Copy the words of the sushi guide from "Sushi is indeed" to "mind – and mouth.", without changing anything.

PASSAGE FOR REVIEW ▸
= Beginning of Section =
Most fish are healthy and salmon ranks at the top. Salmon can be poached, grilled or eaten raw.
Since this is a guide for business students and sushi is omnipresent in business, we will take a look at some of the basic definitions. Once you dive into the world of sushi, you will never leave. Sushi is delicious but can get pricey. Increasingly though, you can find lower priced alternatives.
Sushi is indeed an acquired taste, but once you catch on, it will become a good friend at business settings – from cocktails to lunches – and dates or parties. No amount of text can do justice to sushi, but for the sake of this guide, sushi is the term that encompasses sashimi, sushi and maki.
Sashimi is raw slices of fish – no rice, no vegetables. These pieces may be served alone, or with ginger, wasabe and soya sauce.
Sushi is the most traditional and accessible form: slices of raw fish over vinegared rice.
Finally, makis rolls are stuffed with fish, vegetables, seaweed, rice as well as tempura.
The most worthwhile piece of advice is to try sushi with an open mind – and mouth.
= End of Section =
PROVIDED RECORDS ▸
= Beginning of Section =
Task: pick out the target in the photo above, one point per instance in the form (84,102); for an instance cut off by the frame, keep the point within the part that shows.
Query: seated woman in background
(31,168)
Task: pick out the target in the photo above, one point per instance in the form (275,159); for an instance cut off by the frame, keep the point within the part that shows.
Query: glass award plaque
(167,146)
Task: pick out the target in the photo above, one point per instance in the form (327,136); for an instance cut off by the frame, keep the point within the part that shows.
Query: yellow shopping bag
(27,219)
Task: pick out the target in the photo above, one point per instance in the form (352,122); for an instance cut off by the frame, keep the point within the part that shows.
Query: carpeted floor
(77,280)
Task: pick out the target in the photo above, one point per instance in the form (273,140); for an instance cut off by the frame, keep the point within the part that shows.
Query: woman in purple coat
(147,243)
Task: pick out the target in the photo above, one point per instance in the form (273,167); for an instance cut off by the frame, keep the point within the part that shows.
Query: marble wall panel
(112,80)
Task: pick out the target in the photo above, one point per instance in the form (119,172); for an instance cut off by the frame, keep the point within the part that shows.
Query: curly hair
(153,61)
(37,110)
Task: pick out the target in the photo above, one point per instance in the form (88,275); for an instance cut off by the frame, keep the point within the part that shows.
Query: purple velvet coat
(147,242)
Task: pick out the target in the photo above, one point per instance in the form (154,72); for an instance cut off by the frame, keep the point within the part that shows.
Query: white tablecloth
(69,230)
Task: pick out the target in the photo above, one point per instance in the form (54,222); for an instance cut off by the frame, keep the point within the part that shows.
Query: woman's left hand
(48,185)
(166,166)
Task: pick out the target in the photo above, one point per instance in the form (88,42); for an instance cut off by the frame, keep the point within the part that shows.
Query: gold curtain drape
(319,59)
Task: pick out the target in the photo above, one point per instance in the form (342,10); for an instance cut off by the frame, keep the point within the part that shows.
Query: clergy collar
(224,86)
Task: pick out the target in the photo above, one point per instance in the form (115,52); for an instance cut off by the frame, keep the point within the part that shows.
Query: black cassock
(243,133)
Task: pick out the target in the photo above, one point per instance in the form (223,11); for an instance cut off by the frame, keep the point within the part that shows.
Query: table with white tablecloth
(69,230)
= End of Section =
RESULT ▸
Sushi is indeed an acquired taste, but once you catch on, it will become a good friend at business settings – from cocktails to lunches – and dates or parties. No amount of text can do justice to sushi, but for the sake of this guide, sushi is the term that encompasses sashimi, sushi and maki.
Sashimi is raw slices of fish – no rice, no vegetables. These pieces may be served alone, or with ginger, wasabe and soya sauce.
Sushi is the most traditional and accessible form: slices of raw fish over vinegared rice.
Finally, makis rolls are stuffed with fish, vegetables, seaweed, rice as well as tempura.
The most worthwhile piece of advice is to try sushi with an open mind – and mouth.